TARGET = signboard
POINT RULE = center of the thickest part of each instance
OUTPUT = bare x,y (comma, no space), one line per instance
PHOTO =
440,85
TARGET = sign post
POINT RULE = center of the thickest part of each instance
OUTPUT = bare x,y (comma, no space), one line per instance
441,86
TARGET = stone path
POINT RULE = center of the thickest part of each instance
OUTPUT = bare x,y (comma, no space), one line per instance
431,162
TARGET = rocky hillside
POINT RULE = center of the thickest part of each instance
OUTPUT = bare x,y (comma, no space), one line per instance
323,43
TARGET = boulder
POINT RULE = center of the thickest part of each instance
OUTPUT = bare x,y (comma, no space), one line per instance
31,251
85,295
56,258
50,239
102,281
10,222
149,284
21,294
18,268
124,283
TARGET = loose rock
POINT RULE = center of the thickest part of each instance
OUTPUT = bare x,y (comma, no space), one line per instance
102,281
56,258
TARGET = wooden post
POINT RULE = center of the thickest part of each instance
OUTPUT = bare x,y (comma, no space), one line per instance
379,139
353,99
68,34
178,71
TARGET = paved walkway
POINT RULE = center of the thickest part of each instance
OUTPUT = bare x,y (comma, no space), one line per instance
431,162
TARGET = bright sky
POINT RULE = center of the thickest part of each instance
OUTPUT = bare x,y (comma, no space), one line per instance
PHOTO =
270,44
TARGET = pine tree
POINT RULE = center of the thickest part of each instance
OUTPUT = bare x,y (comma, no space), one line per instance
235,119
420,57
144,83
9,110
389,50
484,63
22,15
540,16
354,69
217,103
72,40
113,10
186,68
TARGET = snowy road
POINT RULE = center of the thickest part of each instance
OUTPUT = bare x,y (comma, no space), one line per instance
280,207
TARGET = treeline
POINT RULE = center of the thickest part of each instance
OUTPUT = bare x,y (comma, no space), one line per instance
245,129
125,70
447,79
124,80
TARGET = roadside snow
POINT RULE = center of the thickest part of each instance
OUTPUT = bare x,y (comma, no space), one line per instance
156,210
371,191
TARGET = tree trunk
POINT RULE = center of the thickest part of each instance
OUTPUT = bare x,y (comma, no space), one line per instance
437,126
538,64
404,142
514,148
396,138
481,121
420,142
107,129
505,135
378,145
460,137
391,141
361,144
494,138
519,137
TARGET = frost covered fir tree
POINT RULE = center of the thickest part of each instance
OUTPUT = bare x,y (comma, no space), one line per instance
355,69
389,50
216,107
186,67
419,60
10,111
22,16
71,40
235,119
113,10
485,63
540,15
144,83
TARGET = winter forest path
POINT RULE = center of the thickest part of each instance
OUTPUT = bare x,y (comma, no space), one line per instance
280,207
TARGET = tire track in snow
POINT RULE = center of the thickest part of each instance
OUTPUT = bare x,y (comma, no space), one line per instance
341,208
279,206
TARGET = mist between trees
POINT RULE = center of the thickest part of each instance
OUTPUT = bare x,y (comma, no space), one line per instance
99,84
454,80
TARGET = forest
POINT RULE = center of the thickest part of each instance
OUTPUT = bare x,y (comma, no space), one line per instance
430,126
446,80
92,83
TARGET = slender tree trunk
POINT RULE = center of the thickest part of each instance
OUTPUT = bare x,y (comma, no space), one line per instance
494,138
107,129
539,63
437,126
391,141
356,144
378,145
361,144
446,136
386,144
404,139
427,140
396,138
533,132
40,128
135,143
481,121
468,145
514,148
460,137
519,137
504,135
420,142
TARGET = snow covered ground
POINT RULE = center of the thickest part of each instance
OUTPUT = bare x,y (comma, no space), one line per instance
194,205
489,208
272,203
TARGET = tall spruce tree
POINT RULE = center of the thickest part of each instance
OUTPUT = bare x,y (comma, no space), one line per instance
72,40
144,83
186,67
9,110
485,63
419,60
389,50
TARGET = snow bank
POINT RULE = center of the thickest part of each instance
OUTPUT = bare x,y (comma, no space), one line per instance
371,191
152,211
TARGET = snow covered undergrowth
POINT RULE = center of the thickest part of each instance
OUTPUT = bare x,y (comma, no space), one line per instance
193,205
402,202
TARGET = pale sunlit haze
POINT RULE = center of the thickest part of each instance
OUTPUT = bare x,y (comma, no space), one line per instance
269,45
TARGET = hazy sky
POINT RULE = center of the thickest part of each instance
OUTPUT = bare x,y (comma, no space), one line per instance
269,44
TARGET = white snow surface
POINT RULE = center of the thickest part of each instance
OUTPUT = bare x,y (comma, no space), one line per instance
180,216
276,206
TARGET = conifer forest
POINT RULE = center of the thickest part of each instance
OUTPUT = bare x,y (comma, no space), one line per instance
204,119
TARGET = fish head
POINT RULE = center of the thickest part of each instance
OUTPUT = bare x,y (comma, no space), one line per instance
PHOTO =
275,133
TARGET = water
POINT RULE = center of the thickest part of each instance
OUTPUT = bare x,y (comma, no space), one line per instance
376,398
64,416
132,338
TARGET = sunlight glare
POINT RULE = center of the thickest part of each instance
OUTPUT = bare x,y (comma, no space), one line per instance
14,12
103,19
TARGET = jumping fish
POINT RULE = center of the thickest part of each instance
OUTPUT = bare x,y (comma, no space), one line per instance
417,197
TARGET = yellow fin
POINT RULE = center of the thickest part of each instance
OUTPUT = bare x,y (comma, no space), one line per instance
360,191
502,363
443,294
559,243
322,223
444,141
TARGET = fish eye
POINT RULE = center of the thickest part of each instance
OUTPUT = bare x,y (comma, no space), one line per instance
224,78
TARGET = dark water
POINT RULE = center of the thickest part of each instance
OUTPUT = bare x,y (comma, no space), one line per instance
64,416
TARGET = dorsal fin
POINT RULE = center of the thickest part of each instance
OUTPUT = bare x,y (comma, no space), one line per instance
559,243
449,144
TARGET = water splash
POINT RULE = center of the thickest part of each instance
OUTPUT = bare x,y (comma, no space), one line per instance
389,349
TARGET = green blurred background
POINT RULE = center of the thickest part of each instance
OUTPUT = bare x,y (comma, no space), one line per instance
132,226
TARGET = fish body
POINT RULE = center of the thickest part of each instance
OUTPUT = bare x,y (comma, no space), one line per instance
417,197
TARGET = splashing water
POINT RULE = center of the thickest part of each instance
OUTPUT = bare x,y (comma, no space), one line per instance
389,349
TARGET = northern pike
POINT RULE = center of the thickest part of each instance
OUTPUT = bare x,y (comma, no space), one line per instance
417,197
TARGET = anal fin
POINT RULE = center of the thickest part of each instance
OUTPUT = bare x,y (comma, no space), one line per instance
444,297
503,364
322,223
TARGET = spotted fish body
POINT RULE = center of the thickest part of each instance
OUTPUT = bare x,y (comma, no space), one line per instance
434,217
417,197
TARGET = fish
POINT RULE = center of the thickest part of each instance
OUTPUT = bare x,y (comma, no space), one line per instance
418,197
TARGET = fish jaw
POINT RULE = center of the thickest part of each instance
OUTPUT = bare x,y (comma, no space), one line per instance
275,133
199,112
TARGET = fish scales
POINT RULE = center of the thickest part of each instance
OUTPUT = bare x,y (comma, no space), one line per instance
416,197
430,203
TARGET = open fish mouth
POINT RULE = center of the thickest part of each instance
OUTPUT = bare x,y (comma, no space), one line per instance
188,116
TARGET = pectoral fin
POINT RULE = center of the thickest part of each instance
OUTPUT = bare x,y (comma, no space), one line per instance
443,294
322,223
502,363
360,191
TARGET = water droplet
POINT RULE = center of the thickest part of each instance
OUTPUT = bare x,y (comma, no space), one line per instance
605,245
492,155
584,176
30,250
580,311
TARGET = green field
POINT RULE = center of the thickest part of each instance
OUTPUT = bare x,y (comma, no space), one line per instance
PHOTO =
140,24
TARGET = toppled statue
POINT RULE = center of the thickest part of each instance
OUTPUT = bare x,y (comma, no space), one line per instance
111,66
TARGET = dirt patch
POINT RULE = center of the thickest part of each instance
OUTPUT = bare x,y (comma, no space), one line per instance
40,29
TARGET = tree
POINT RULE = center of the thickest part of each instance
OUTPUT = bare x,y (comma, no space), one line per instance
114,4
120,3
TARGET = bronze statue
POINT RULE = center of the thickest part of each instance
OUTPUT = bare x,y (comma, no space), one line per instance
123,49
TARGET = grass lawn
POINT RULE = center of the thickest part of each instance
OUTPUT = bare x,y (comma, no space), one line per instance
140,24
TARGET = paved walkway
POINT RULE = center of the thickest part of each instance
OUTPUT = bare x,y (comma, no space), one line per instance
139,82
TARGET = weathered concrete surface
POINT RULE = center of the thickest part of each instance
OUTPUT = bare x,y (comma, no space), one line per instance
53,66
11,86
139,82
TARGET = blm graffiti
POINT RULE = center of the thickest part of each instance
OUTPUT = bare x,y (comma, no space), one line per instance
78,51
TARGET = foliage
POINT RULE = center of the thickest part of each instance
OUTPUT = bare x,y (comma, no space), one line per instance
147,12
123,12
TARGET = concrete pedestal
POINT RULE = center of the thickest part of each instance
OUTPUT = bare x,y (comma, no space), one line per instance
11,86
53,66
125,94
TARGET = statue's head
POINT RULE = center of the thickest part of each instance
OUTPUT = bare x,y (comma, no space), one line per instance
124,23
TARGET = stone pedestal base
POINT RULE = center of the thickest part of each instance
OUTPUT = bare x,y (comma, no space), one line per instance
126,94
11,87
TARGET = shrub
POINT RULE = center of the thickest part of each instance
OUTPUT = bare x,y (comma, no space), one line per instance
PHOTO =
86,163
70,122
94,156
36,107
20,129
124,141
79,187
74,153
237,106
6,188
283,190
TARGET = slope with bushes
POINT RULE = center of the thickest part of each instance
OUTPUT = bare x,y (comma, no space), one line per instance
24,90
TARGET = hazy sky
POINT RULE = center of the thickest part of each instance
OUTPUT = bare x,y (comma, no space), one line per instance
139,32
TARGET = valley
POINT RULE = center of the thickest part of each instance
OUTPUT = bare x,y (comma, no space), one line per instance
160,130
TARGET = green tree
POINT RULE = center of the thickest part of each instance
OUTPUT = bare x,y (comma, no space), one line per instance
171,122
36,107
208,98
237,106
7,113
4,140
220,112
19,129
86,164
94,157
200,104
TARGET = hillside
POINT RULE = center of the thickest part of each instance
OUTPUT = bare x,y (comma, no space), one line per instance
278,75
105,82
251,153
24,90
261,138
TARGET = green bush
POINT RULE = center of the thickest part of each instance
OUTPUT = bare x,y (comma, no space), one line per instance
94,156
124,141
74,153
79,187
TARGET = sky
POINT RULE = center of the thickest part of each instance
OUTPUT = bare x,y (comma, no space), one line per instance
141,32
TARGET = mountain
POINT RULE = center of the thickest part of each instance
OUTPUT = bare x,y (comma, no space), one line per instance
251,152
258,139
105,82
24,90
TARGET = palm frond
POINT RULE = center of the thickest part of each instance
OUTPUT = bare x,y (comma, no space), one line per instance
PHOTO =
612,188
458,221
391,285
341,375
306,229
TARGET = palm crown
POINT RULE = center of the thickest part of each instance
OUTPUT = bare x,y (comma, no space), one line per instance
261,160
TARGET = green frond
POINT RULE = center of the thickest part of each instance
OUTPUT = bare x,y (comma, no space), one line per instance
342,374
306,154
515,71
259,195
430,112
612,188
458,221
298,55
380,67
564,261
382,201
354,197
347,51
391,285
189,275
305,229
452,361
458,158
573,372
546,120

### The task
Repeat only the stretch of lines starting at the one containing "TARGET = palm frond" and running to the final line of the entries above.

### Solution
TARGET = palm frond
POINT RULE = center of the thickest part of each instance
OUTPUT = bare x,y (comma, no space), one line per instance
PHOTO =
612,188
458,221
391,285
341,375
306,229
TARGET = palm crown
POINT RULE = center of the thickest part of each instance
OUTPUT = bare x,y (comma, no space), one line per instance
261,160
TARGET = green frond
POINT RULE = center of the thickest part of each instance
OUTPUT = bare x,y (comma, no space), one line per instance
342,374
306,154
515,71
259,195
430,112
612,188
458,221
298,55
380,67
564,261
382,201
354,197
347,51
391,285
189,275
305,229
452,361
458,158
573,372
546,120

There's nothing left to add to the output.